Reproduce the material below word for word, keeping every line in its original order.

— start Dataset records —

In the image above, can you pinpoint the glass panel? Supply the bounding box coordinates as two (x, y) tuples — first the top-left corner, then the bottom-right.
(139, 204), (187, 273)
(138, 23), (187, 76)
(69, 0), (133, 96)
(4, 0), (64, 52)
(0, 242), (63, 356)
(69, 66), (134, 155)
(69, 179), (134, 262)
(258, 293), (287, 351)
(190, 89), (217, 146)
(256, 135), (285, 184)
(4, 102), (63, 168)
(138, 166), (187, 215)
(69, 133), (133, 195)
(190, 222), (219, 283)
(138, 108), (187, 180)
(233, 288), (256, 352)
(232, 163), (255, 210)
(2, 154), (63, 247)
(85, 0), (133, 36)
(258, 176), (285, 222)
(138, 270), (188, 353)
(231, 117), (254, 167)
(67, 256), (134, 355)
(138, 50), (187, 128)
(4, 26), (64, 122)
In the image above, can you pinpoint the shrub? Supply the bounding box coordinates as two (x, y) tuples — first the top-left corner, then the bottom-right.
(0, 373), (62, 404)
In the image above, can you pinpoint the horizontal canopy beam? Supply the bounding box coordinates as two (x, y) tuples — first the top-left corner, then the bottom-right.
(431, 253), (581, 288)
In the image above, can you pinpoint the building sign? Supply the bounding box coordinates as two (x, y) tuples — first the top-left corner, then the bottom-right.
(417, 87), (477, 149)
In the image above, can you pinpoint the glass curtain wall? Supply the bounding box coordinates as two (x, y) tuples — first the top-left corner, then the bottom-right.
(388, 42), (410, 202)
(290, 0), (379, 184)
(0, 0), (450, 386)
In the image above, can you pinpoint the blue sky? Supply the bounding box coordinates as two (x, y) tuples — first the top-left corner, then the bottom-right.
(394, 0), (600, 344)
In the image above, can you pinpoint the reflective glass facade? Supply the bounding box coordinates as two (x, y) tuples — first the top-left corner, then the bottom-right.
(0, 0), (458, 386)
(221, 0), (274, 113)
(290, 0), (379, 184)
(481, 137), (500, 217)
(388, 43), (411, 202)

— end Dataset records —

» **Completed exercise**:
In the image above, can you pinpoint the glass panel? Supply the bounding box coordinates as two (x, y) tuples — first the top-left corner, then the bottom-right.
(139, 204), (187, 273)
(138, 23), (187, 76)
(69, 0), (133, 96)
(4, 0), (64, 52)
(0, 242), (63, 356)
(69, 66), (134, 155)
(69, 179), (134, 262)
(258, 293), (287, 351)
(190, 89), (217, 146)
(256, 135), (285, 184)
(4, 102), (63, 168)
(138, 166), (187, 215)
(69, 133), (133, 195)
(190, 222), (219, 283)
(138, 108), (187, 180)
(233, 288), (256, 352)
(232, 163), (255, 210)
(2, 154), (63, 247)
(85, 0), (133, 36)
(258, 176), (285, 222)
(138, 270), (188, 353)
(231, 117), (254, 167)
(67, 256), (134, 355)
(138, 50), (187, 128)
(4, 26), (64, 122)
In the image above, can you pinpoint the shrub? Supply the bounding box coordinates as two (x, y) tuples — first the top-left corner, then the bottom-right.
(0, 373), (62, 404)
In the image above, can you pinpoint the horizontal canopy beam? Supply the bounding box coordinates as two (x, y) tuples — first the top-left corner, then the bottom-right.
(431, 253), (581, 288)
In the image above, can you pinpoint the building sign? Supply the bounding box coordinates as two (x, y) tuples — first the top-left corner, then the bottom-right.
(417, 87), (477, 149)
In the image above, can you pinpoint the glass curtain wall? Supply the bounding box coordinates as two (x, y) tuples — first the top-left corner, then the bottom-right.
(388, 42), (410, 202)
(290, 0), (379, 184)
(0, 0), (450, 386)
In the image above, can you pinpoint the blue sky? Supply the bounding box coordinates as two (x, y) tuples — first the top-left corner, then the bottom-right.
(394, 0), (600, 344)
In the image above, can you pinpoint the reflective glass facade? Supply the bounding box coordinates as two (x, y) tuples — first the top-left corner, then the bottom-right.
(0, 0), (458, 386)
(221, 0), (274, 113)
(290, 0), (379, 184)
(481, 137), (500, 217)
(388, 43), (411, 202)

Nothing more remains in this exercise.